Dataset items
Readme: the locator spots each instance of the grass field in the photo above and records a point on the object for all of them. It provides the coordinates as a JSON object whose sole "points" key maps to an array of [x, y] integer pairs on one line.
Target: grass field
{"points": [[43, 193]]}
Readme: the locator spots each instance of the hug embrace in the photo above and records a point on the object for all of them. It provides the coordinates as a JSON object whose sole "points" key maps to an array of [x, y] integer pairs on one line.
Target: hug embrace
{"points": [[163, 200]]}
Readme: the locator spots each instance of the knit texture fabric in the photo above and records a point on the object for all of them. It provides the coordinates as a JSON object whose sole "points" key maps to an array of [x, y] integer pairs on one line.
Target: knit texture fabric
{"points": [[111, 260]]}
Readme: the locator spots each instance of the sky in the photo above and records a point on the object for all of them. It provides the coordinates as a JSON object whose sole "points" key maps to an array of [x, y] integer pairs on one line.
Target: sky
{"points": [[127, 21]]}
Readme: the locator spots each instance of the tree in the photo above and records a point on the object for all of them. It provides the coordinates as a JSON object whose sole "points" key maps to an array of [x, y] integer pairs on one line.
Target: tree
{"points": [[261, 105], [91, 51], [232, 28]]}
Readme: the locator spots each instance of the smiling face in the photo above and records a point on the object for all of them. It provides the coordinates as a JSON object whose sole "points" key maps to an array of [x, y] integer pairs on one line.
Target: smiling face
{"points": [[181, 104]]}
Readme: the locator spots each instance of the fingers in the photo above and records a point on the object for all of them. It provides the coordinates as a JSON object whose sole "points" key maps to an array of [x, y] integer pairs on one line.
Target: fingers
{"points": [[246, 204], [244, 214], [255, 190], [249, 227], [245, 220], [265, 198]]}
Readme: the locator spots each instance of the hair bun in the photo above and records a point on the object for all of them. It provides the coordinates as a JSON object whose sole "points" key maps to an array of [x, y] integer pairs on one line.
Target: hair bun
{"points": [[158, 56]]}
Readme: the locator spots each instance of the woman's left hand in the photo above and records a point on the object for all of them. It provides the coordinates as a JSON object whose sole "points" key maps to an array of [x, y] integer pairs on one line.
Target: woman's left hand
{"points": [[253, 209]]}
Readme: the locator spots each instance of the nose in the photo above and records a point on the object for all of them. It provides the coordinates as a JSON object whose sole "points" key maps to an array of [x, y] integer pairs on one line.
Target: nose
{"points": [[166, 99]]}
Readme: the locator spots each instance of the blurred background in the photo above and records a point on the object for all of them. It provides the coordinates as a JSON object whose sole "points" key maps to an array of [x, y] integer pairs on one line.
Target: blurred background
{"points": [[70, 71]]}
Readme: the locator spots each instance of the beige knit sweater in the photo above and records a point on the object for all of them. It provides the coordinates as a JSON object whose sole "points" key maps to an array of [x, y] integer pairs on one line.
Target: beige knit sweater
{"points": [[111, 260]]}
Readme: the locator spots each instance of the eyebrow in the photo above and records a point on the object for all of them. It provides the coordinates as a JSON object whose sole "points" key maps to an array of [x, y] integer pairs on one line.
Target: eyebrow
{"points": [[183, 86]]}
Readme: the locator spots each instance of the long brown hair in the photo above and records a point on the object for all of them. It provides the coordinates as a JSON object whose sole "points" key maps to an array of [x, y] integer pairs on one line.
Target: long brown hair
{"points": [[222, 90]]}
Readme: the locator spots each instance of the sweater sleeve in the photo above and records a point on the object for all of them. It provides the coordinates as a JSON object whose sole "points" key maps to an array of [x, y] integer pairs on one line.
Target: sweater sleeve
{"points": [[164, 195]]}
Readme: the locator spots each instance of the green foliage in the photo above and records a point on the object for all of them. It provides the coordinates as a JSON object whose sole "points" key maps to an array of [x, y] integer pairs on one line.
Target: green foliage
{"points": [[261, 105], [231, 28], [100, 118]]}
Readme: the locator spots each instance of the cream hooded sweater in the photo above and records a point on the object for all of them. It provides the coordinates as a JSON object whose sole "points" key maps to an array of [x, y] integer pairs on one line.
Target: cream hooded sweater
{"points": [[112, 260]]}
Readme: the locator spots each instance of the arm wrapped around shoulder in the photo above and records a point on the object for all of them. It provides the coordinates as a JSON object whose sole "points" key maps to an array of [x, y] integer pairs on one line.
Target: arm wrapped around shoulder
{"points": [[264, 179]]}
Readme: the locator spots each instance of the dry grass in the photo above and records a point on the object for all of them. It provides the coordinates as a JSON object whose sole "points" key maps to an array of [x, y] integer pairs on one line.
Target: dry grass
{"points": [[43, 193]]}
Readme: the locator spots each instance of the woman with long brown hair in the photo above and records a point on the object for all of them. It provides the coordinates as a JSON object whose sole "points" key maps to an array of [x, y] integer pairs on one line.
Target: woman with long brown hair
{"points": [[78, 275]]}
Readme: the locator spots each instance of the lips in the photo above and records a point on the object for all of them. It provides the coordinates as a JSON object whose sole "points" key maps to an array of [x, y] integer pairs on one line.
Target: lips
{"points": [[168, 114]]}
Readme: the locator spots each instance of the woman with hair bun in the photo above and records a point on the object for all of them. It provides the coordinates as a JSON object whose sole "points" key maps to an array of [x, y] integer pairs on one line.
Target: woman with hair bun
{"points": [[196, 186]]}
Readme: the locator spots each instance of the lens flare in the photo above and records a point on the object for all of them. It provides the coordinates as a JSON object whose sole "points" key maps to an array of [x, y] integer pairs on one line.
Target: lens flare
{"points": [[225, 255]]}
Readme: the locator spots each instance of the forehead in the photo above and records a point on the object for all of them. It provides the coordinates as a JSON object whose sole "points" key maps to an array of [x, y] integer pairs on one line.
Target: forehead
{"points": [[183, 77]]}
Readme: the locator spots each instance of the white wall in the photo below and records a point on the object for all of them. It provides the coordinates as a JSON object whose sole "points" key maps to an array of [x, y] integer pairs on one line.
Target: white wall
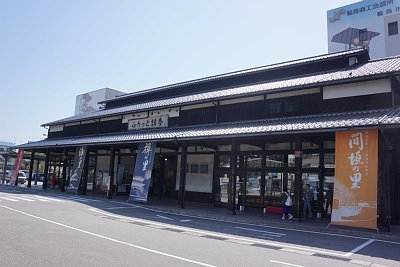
{"points": [[197, 182], [357, 89]]}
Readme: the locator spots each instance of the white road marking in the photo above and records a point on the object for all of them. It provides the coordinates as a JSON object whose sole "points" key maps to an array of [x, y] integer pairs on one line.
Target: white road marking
{"points": [[117, 208], [200, 232], [297, 251], [285, 263], [360, 247], [10, 199], [261, 231], [163, 217], [75, 198], [250, 224], [265, 237], [109, 238], [48, 198]]}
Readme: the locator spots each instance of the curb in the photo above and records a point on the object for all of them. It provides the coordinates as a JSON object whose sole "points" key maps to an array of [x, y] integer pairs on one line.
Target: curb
{"points": [[292, 226]]}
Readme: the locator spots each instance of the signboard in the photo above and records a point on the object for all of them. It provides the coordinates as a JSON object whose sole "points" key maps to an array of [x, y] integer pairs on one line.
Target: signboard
{"points": [[365, 24], [147, 123], [17, 164], [77, 168], [142, 172], [356, 179]]}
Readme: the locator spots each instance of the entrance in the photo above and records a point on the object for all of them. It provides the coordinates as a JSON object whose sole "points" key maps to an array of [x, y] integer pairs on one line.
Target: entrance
{"points": [[164, 172]]}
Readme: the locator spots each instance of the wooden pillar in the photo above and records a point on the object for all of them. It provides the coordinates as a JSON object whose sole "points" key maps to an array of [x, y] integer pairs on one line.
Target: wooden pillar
{"points": [[46, 169], [299, 180], [31, 167], [263, 166], [233, 165], [85, 172], [111, 174], [321, 181], [182, 180]]}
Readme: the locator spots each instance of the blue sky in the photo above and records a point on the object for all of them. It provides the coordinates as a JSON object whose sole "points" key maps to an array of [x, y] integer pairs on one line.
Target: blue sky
{"points": [[51, 51]]}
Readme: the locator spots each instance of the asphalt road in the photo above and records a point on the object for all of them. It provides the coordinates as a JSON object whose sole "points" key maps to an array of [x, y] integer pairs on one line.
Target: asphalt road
{"points": [[43, 229]]}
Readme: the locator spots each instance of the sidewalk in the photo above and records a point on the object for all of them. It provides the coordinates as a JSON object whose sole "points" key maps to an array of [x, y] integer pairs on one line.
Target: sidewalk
{"points": [[250, 216]]}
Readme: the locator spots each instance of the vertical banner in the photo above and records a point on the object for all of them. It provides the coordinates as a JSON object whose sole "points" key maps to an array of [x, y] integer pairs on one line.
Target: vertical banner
{"points": [[142, 172], [79, 162], [356, 179], [17, 164]]}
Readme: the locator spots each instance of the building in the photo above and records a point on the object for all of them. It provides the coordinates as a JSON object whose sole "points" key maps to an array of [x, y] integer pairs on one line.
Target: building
{"points": [[91, 101], [370, 24], [240, 138]]}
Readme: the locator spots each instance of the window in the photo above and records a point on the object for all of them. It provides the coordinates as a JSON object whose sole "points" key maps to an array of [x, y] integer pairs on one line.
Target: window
{"points": [[275, 160], [254, 161], [393, 28], [203, 168], [194, 168], [310, 161], [224, 161]]}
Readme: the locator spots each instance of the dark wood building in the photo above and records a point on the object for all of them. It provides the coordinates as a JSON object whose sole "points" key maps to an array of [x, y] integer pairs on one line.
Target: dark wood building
{"points": [[247, 134]]}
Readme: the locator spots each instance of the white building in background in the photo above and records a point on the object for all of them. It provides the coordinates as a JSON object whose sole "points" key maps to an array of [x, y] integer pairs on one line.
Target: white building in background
{"points": [[89, 102], [372, 24]]}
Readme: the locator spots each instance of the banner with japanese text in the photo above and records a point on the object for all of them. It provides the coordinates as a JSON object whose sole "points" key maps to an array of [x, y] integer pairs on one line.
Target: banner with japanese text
{"points": [[77, 168], [356, 179], [17, 164], [142, 172]]}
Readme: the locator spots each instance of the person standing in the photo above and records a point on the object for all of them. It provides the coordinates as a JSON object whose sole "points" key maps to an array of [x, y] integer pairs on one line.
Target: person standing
{"points": [[286, 205], [308, 197]]}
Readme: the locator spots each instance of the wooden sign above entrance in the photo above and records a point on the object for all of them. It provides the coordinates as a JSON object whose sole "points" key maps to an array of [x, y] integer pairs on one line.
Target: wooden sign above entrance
{"points": [[147, 123]]}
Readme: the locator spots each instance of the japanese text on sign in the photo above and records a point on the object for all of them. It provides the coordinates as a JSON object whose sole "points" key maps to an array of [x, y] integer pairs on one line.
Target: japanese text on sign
{"points": [[387, 5], [358, 148], [146, 123]]}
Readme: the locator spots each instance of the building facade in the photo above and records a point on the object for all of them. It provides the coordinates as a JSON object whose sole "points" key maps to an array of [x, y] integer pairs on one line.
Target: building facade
{"points": [[368, 24], [241, 138]]}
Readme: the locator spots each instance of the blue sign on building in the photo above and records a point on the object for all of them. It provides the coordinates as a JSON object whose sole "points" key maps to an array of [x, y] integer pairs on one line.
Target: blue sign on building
{"points": [[142, 172]]}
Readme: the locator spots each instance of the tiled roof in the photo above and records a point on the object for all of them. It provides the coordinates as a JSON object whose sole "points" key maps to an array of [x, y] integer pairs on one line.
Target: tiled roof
{"points": [[372, 68], [351, 52], [290, 125]]}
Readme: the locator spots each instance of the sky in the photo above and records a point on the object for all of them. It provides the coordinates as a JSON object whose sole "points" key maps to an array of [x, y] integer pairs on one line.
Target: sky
{"points": [[53, 50]]}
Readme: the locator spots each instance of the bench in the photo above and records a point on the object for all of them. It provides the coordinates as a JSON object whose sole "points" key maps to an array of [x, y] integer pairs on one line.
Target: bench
{"points": [[274, 210]]}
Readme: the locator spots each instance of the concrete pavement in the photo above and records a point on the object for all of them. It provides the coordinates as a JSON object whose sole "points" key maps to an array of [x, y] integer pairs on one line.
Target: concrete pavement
{"points": [[250, 216]]}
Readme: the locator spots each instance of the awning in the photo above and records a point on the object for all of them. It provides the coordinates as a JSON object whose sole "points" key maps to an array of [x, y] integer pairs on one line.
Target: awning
{"points": [[289, 125]]}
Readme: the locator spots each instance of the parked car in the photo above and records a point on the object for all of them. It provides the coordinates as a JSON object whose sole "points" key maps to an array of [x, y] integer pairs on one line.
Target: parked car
{"points": [[40, 177], [22, 178], [8, 175]]}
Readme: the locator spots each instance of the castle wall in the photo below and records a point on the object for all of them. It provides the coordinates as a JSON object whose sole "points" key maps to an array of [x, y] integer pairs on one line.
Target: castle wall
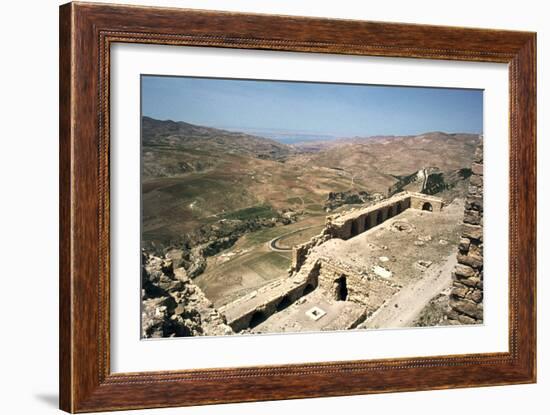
{"points": [[354, 223], [466, 299], [368, 290]]}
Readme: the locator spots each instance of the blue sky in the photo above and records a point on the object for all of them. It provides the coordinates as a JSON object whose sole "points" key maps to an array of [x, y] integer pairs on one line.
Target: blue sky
{"points": [[336, 109]]}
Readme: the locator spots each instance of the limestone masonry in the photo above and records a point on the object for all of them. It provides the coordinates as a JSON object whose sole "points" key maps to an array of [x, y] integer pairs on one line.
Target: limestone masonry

* **Problem statement**: Reproduce the lines of the entries above from the one with "Readme: the locator spots each instance of the eyebrow" to the one with "Readme: the locator spots each instance of the cream", both included, exactly and without any other line.

* **Result for this task**:
Readme: the locator spots each instance of the eyebrow in the photo above and records a point on the object for all of them. It provides the coordinates as a JSON object whose sole "points" key maps to an array of [x, y] integer pairs on one line.
Target: eyebrow
{"points": [[183, 86]]}
Readme: the locator spots each instance of the long brown hair in the photo above and records a point on the object for all of them. It provides the coordinates as a JSON object whose sole "points" key maps to an array of [x, y] integer pairs on one line.
Target: long brown hair
{"points": [[222, 90]]}
Readme: the locator spots each instance of the sweater sleeve in the photo above and records a point on the object for all of them. It provides the coordinates as a JSON object whose sole "points" key maps to an array of [x, y] integer pairs on one line.
Target: sweater sleeve
{"points": [[164, 195]]}
Readme: the locator spots each instance of the green foliage in the photo above and records a point on the object for all of them. It provides the coordinates as a JSON object whose sole "points" key maps to an array of [x, y] integer pairs on one line.
Target: green foliage
{"points": [[261, 105], [231, 28], [100, 118]]}
Readme: the locator spots each instance of the cream hooded sweater in the photo above and records a point on the object for all of them. It provides the coordinates as a JSON object whose sole "points" key maps to an array of [x, y] integer pairs on one line.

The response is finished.